▸ EXERCISE GOAL
Every single entry should be printed exactly.

Records from a dataset
- - -
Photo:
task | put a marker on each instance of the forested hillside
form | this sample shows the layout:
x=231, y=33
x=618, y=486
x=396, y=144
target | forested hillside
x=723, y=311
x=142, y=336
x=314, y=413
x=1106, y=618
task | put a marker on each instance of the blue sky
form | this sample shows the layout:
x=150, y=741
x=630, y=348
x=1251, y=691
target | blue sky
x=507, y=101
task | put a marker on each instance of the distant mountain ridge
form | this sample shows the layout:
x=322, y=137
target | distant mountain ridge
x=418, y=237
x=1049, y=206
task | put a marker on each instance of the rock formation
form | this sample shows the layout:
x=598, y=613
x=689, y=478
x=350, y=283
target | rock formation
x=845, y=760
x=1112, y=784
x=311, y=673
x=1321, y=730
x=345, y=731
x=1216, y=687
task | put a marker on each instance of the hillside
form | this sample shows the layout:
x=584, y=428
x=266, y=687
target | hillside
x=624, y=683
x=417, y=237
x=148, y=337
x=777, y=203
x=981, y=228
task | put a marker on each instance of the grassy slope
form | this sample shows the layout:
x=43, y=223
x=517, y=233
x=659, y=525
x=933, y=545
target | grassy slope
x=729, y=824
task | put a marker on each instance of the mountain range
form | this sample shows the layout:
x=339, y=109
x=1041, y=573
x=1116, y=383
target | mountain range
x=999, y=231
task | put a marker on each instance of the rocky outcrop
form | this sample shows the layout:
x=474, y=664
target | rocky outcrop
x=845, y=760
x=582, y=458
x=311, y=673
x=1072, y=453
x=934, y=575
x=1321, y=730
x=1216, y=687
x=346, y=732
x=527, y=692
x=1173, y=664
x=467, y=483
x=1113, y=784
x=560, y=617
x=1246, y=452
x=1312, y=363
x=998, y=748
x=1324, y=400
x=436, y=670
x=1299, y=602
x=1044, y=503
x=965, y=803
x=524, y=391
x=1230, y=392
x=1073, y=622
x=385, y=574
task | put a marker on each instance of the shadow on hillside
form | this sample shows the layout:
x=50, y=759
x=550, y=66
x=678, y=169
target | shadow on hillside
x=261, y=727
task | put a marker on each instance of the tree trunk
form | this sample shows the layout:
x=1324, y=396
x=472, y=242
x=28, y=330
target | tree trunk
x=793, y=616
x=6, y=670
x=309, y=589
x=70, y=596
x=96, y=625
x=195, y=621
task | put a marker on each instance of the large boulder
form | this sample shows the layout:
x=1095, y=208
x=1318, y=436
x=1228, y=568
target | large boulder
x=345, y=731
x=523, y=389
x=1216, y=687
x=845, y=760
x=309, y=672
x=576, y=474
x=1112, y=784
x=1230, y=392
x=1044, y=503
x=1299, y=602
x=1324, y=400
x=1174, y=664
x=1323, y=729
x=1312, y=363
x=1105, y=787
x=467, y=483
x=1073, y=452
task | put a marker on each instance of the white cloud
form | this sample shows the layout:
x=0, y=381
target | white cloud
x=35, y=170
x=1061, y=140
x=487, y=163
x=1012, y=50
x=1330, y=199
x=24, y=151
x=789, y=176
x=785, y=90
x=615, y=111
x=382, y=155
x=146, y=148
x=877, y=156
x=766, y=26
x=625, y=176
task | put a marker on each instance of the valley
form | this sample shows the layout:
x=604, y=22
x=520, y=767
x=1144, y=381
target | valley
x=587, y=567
- - -
▸ YOUR RESPONSE
Photo:
task | put a marker on each instance of the forested hillside
form | this sample shows the layout:
x=231, y=33
x=618, y=486
x=396, y=144
target | forested hillside
x=723, y=311
x=142, y=336
x=314, y=413
x=1106, y=618
task | put a marker on each instance of the blue sky
form | this sample shows the layout:
x=150, y=741
x=630, y=348
x=1251, y=691
target | blue sky
x=507, y=101
task | put a marker on each instance of the distant mountain ridge
form | this sample shows the layout:
x=322, y=137
target | distant mountain ridge
x=418, y=237
x=1049, y=206
task | put a marker on each instance of the rock formation
form | this sample shows the layout:
x=598, y=613
x=689, y=478
x=350, y=283
target | rock formation
x=845, y=760
x=1112, y=784
x=311, y=673
x=1321, y=730
x=345, y=731
x=1216, y=687
task | put a marker on each instance of the hillside
form | this sample shows the layout:
x=584, y=428
x=266, y=687
target | hillside
x=624, y=683
x=417, y=237
x=148, y=337
x=777, y=203
x=981, y=228
task | put a marker on each instance of the grassy slope
form | this sample shows the layout:
x=43, y=223
x=517, y=233
x=659, y=525
x=933, y=545
target | grassy slope
x=729, y=824
task | put a marker on each instance of the mountain range
form | this sample shows the layout:
x=339, y=109
x=1041, y=573
x=1116, y=383
target | mountain range
x=999, y=231
task | put a marker on each instance of the rocky outcrop
form | this sample shows the layout:
x=474, y=664
target | rocky outcrop
x=845, y=760
x=582, y=458
x=311, y=673
x=1072, y=453
x=934, y=575
x=1321, y=730
x=1216, y=687
x=346, y=732
x=527, y=692
x=1173, y=664
x=467, y=483
x=1113, y=784
x=560, y=617
x=1246, y=452
x=1312, y=363
x=998, y=748
x=1324, y=400
x=436, y=670
x=1299, y=602
x=1044, y=503
x=965, y=803
x=524, y=391
x=1230, y=392
x=1073, y=622
x=385, y=574
task | put a marker on each instance of the shadow on hillside
form | this sample shows the layout:
x=50, y=759
x=550, y=66
x=678, y=169
target | shadow on hillside
x=261, y=727
task | put a marker on each instance of the tree trunk
form | this sample shows the layout:
x=1324, y=396
x=472, y=242
x=28, y=330
target | tree trunk
x=793, y=616
x=6, y=670
x=309, y=589
x=70, y=596
x=96, y=625
x=195, y=621
task | put a marker on each instance of the large boulder
form | this sample shows the layout:
x=1095, y=208
x=1318, y=436
x=1228, y=568
target | large boulder
x=345, y=731
x=523, y=389
x=1216, y=687
x=845, y=760
x=309, y=672
x=576, y=474
x=1112, y=784
x=1230, y=392
x=1044, y=503
x=1299, y=602
x=1324, y=400
x=1174, y=664
x=1323, y=729
x=1312, y=363
x=1105, y=787
x=467, y=483
x=1073, y=452
task | put a marker on each instance of the white cloud
form | this sample shows the layout:
x=0, y=381
target | white cloud
x=35, y=170
x=1061, y=140
x=487, y=163
x=1012, y=50
x=1330, y=199
x=24, y=151
x=789, y=176
x=785, y=90
x=615, y=111
x=382, y=155
x=146, y=148
x=877, y=156
x=766, y=26
x=625, y=176
task | put a marker on each instance of the valley
form | this sample shows the layout:
x=604, y=22
x=520, y=767
x=1144, y=381
target | valley
x=587, y=567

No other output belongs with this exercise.